▶ About this exercise: If an entry contains a picture, omit that picture and transcribe everything else exactly.

▶ Data:
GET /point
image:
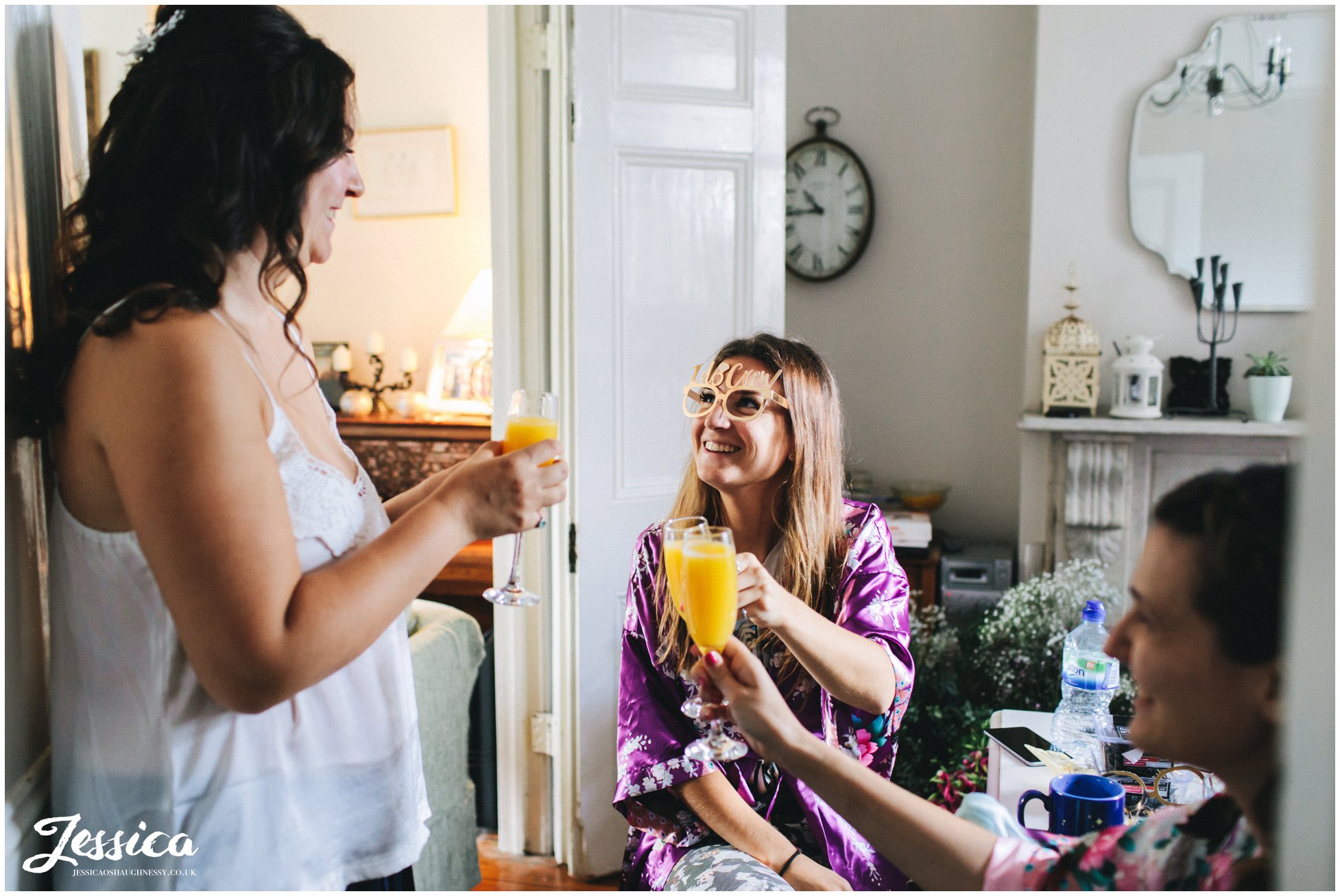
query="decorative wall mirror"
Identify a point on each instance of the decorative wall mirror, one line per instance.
(1228, 156)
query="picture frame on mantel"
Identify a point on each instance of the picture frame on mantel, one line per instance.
(407, 173)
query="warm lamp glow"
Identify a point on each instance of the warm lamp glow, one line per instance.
(463, 355)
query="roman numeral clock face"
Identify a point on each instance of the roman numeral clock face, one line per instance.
(830, 209)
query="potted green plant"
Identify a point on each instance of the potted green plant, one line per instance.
(1269, 385)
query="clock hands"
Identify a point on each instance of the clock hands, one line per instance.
(814, 206)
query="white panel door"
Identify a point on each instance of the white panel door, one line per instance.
(677, 237)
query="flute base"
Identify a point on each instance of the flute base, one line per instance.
(716, 748)
(511, 596)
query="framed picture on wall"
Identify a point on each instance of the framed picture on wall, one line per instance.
(407, 172)
(326, 376)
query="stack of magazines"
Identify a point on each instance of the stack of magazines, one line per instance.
(909, 529)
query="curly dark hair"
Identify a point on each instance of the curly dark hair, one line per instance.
(1241, 520)
(208, 145)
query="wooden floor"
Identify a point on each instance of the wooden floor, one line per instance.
(529, 872)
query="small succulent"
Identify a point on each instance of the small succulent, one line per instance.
(1268, 365)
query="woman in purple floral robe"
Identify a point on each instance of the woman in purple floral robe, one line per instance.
(767, 820)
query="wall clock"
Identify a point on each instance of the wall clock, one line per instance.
(830, 202)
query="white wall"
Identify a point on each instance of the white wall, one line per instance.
(414, 66)
(925, 332)
(112, 31)
(1092, 66)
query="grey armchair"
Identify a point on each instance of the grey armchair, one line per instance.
(446, 649)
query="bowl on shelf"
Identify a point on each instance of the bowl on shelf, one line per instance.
(921, 496)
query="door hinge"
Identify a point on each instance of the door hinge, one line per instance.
(538, 46)
(573, 547)
(542, 733)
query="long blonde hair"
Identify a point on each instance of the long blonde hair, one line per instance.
(809, 507)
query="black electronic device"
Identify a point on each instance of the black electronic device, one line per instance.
(1018, 740)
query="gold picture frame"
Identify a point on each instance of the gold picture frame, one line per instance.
(407, 173)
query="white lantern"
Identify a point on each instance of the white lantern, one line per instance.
(1138, 389)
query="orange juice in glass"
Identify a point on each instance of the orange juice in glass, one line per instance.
(712, 596)
(671, 548)
(524, 432)
(532, 417)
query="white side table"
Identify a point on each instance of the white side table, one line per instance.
(1007, 777)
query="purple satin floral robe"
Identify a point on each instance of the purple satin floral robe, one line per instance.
(653, 733)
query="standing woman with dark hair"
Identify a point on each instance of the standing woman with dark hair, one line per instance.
(228, 658)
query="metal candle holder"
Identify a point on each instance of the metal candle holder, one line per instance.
(379, 404)
(1221, 330)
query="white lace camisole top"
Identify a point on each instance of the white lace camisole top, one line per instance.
(315, 793)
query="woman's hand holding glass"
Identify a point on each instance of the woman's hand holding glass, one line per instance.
(497, 494)
(761, 601)
(532, 420)
(737, 688)
(710, 598)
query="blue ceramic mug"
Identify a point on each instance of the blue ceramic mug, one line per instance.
(1079, 804)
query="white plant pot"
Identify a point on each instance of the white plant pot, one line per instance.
(1269, 397)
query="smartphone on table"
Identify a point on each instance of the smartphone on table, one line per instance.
(1016, 740)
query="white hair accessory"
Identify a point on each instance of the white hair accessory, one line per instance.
(147, 40)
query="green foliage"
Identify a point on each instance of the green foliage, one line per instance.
(1268, 365)
(941, 716)
(955, 782)
(1012, 659)
(1020, 643)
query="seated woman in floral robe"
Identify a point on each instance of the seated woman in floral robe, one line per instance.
(826, 612)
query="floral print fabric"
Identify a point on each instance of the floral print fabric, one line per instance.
(719, 868)
(1192, 847)
(651, 733)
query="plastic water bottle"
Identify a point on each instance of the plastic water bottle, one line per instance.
(1088, 682)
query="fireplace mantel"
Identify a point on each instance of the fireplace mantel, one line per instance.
(1106, 474)
(1162, 426)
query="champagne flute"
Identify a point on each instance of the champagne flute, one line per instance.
(671, 547)
(712, 596)
(532, 417)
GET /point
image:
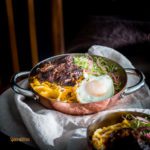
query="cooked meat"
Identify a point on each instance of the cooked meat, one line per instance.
(123, 139)
(142, 135)
(62, 71)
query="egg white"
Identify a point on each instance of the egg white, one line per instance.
(95, 88)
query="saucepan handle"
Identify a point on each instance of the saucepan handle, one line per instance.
(138, 85)
(17, 88)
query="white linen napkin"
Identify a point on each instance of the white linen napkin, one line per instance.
(54, 130)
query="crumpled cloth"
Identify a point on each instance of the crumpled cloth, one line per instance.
(49, 129)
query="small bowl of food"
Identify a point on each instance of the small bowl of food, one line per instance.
(120, 131)
(78, 83)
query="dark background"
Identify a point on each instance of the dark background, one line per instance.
(120, 24)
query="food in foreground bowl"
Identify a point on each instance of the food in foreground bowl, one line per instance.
(80, 79)
(132, 133)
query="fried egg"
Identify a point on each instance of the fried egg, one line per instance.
(95, 88)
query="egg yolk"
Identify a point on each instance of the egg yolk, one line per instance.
(96, 88)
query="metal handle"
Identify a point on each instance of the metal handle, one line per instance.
(137, 86)
(19, 89)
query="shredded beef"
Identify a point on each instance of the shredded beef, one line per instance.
(62, 71)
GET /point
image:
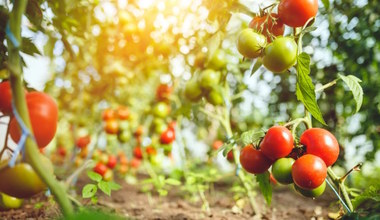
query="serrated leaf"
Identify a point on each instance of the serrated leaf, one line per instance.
(305, 87)
(256, 66)
(357, 91)
(173, 182)
(251, 136)
(264, 184)
(105, 187)
(94, 176)
(28, 47)
(89, 191)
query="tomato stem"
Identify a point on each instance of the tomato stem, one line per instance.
(31, 150)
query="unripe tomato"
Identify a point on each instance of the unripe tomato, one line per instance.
(309, 171)
(250, 43)
(321, 143)
(254, 161)
(108, 114)
(167, 136)
(111, 126)
(312, 193)
(43, 113)
(21, 181)
(122, 112)
(100, 169)
(269, 26)
(295, 13)
(193, 91)
(217, 144)
(209, 78)
(282, 170)
(9, 202)
(83, 141)
(280, 55)
(277, 143)
(161, 110)
(112, 161)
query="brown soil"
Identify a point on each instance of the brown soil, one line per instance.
(133, 204)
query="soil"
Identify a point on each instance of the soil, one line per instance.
(133, 204)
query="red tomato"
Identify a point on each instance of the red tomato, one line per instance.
(101, 169)
(254, 161)
(122, 112)
(108, 114)
(83, 141)
(137, 152)
(277, 143)
(43, 113)
(112, 161)
(167, 136)
(321, 143)
(309, 171)
(270, 26)
(295, 13)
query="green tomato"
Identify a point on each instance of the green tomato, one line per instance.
(209, 78)
(161, 110)
(280, 55)
(313, 193)
(215, 97)
(250, 43)
(282, 170)
(9, 202)
(193, 90)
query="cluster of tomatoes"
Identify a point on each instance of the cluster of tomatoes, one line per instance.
(306, 168)
(264, 37)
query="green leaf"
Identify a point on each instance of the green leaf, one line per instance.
(105, 187)
(256, 66)
(305, 88)
(251, 136)
(353, 84)
(28, 47)
(265, 187)
(114, 186)
(94, 176)
(173, 182)
(89, 191)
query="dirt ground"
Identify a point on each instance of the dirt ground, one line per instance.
(133, 204)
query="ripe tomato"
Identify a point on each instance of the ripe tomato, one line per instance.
(321, 143)
(217, 144)
(254, 161)
(122, 112)
(111, 126)
(21, 181)
(100, 168)
(250, 43)
(295, 13)
(163, 92)
(83, 141)
(313, 193)
(112, 161)
(43, 113)
(167, 136)
(161, 110)
(269, 26)
(282, 170)
(280, 55)
(309, 171)
(209, 78)
(137, 152)
(277, 143)
(108, 114)
(193, 91)
(5, 98)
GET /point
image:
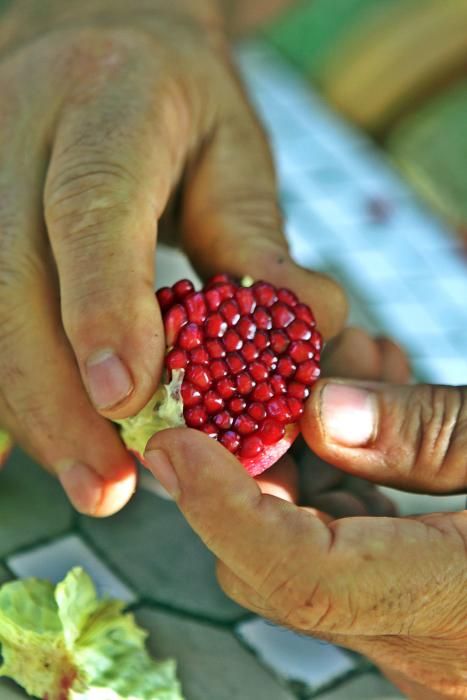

▶ Response:
GET /point
image:
query="decorative wall mirror"
Identify a point on each instance of the decorative wall mirror, one line per instance.
(1228, 156)
query="picture frame on mantel"
Identify a point on each instance of the picture frame on mantel, one line per instance.
(407, 173)
query="warm lamp glow"
Identify a point on each instance of the warm lamp glow, one line per instance.
(463, 355)
query="roman numeral clock face"
Identify a point on each instance of the roman numeral clock face, one line per instance.
(830, 209)
query="potted green plant"
Identify a point on each instance of the potted green plant, one line per instance.
(1269, 385)
query="clock hands"
Identify a point on each instance of the clock hands, one line per instance.
(814, 206)
query="white panel door"
Identify a point on each instance of the white panel door, one line per instance.
(677, 237)
query="flute base"
Identify a point on each instance of the flute base, one line per instance.
(716, 748)
(511, 596)
query="framed picture on wall"
Identify a point on each instance of the framed picture on wall, one line per instance.
(407, 172)
(326, 376)
query="stack of magazines"
Identify a point on each instance of the stack of magazines, one line per instance.
(909, 529)
query="curly dark hair"
Identify a point on each instance of the curly dark hair, one line per instance.
(1241, 520)
(208, 145)
query="wooden floor"
Identify a point on each instance of the wooden floor, one line per instance.
(529, 872)
query="small succulent"
Identify a point on each instance of the small succulent, one line per instance.
(1268, 365)
query="woman in purple floral robe"
Identify a point on each instance of the woman in purple floral robe, one line per instance.
(767, 820)
query="wall clock"
Identify a point on each instance of the wall clock, one line per instance.
(830, 202)
query="white wall"
Identify a point on each instance of the white wall, one line per instance.
(414, 66)
(925, 332)
(112, 31)
(1092, 66)
query="grey armchair"
Identify a point on each instance of the grey armchair, one line per instance.
(446, 649)
query="bowl on shelf"
Identify a point on each instance of the bowl on shelf, one line per instance.
(921, 496)
query="door hinge"
Identify a point on each instance of the door hinge, one line per instance.
(538, 46)
(573, 547)
(542, 733)
query="long blonde hair"
Identify a point on each instance of the long blonde hair, one line per instance.
(809, 507)
query="black electronic device"
Identify a point on each instance of the black electronic device, one line per instance.
(1018, 740)
query="gold picture frame"
Identify a point on each instance of the gold picture frame, one line per instance.
(407, 173)
query="white lantern"
Identify a point on each instance of the white lantern, one line per instance.
(1138, 389)
query="orange juice in glass"
Identify a point on each instance of the orange juice in glass, one line per instance.
(712, 596)
(671, 548)
(524, 432)
(532, 417)
query="white side table"
Identify a point on each instance of the white side table, one line per instance.
(1007, 777)
query="purple satin floral robe"
Identify a point on each instance of the purple satin floral robe, one line per instance.
(653, 733)
query="standing woman with dark hair"
Identify a point on each instance of the standing woman with dark hair, one line per instance.
(228, 658)
query="metal candle holder"
Identify a point on each instance of the metal candle holder, one line per instance.
(379, 404)
(1221, 330)
query="white lace camisole top"
Identify a point on each instance of the white lace camisole top, one line per instance.
(315, 793)
query="woman's hand holding glass"
Identify a point on each instance of the woman's hand holding glass, one line per instance.
(497, 494)
(761, 601)
(532, 420)
(737, 688)
(710, 598)
query="blue ceramic mug"
Identify a point on each instance of the blue ceramic mug, one line per instance.
(1079, 804)
query="white plant pot"
Identify a point on each instance of the white plant pot, one line per instance.
(1269, 397)
query="smartphone on table"
Identify a point on each instance of the smartphone on table, one line per instance.
(1016, 740)
query="white hair accessory"
Identify a point on each instance of the white hair accessory, one line per instance.
(147, 40)
query="green foliage"
Identify a point on each instance of the green foliage, one line per instance.
(1268, 365)
(941, 716)
(955, 782)
(1012, 659)
(1020, 643)
query="seated woman in floral robe"
Identify a point on each instance of the seated woman in floral robe, one line per instance.
(826, 612)
query="floral print fabric"
Identify a point on each instance of the floral print fabric, one line per instance.
(719, 868)
(1192, 847)
(651, 733)
query="plastic water bottle"
Identify a point on each instance of the plastic water bottle, one line per instance.
(1088, 682)
query="fireplace mantel"
Identify a point on each instance of the fireplace mantel, one line per instance.
(1106, 474)
(1162, 426)
query="champagne flute"
Identify a point on each instance of the champagne flute, one line per instance.
(671, 547)
(712, 596)
(532, 417)
GET /point
image:
query="cooked meat"
Identify a point on each instance of the cooked meat, one line per instance.
(123, 139)
(142, 135)
(62, 71)
query="egg white"
Identify a point on each instance of the egg white, one line per instance.
(95, 88)
query="saucepan handle"
Identify a point on each instance of the saucepan handle, one line per instance.
(138, 85)
(17, 88)
query="white linen napkin"
Identify a point on each instance of the white linen napkin, one line per instance.
(54, 130)
query="crumpled cloth"
Identify a point on each instance of the crumpled cloth, one line per instance.
(49, 129)
query="small bowl of food"
Identify a point on each instance of the small bowl of food, one line per instance.
(120, 131)
(78, 83)
query="dark background"
Identify a point on each instance of the dark background, one line per instance.
(120, 24)
query="food in foreground bowl"
Identify a point on each instance of the food in foreground bowl, one line per instance.
(80, 79)
(132, 133)
query="fried egg"
Identify a point on each instance of the fried egg, one line per instance.
(95, 88)
query="egg yolk"
Identify a point on each instance of the egg yolk, one line per instance.
(96, 88)
query="metal handle"
Identify a point on each instance of the metal handle, one line per instance.
(137, 86)
(19, 89)
query="shredded beef"
Identify a point on each instance of the shredded beef, one line per instance.
(62, 71)
GET /point
image:
query="serrated leaf"
Identify a point on each instance of the serrated leaf, one line per instance.
(305, 87)
(256, 66)
(357, 91)
(173, 182)
(251, 136)
(264, 184)
(105, 187)
(94, 176)
(28, 47)
(89, 191)
query="tomato stem"
Identify a point on each instance of the tomato stem, one line per instance.
(31, 150)
query="unripe tomato"
Identify a point on each instance of the unripe tomato, one line per instance.
(309, 171)
(250, 43)
(321, 143)
(254, 161)
(108, 114)
(167, 136)
(111, 126)
(312, 193)
(43, 113)
(21, 181)
(122, 112)
(100, 169)
(269, 26)
(295, 13)
(193, 91)
(217, 144)
(209, 78)
(282, 170)
(9, 202)
(83, 141)
(280, 55)
(277, 143)
(161, 110)
(112, 161)
query="brown soil"
Identify a point on each instance of the brown soil, one line per instance.
(133, 204)
query="soil"
Identify a point on each instance of the soil, one line per instance.
(133, 204)
query="red tomato"
Identify a point on each instance of the red tomato, one line per instance.
(101, 169)
(254, 161)
(122, 112)
(108, 114)
(83, 141)
(137, 152)
(277, 143)
(43, 113)
(112, 161)
(167, 136)
(321, 143)
(309, 171)
(270, 26)
(295, 13)
query="green tomato"
Identify a point on each instance of the green tomato, one line per instance.
(209, 78)
(161, 110)
(280, 55)
(313, 193)
(215, 97)
(250, 43)
(282, 170)
(9, 202)
(193, 90)
query="cluster of tomatoes"
Identify a point on each instance of the cluster of tomatoes, one line per instance.
(306, 168)
(264, 37)
query="green leaf"
Identify a point on each instance of the green leaf, one line per instance.
(105, 187)
(256, 66)
(305, 88)
(251, 136)
(353, 84)
(28, 47)
(265, 187)
(114, 186)
(94, 176)
(173, 182)
(89, 191)
query="dirt ground"
Identify a point on each instance of the dirt ground, one line per instance.
(133, 204)
query="ripe tomato"
Identify a point on each instance of the ripe tomato, one line per instance.
(321, 143)
(217, 144)
(254, 161)
(122, 112)
(111, 126)
(21, 181)
(100, 168)
(250, 43)
(295, 13)
(163, 92)
(83, 141)
(313, 193)
(112, 161)
(43, 113)
(167, 136)
(161, 110)
(269, 26)
(282, 170)
(280, 55)
(309, 171)
(209, 78)
(137, 152)
(277, 143)
(108, 114)
(193, 91)
(5, 98)
GET /point
image:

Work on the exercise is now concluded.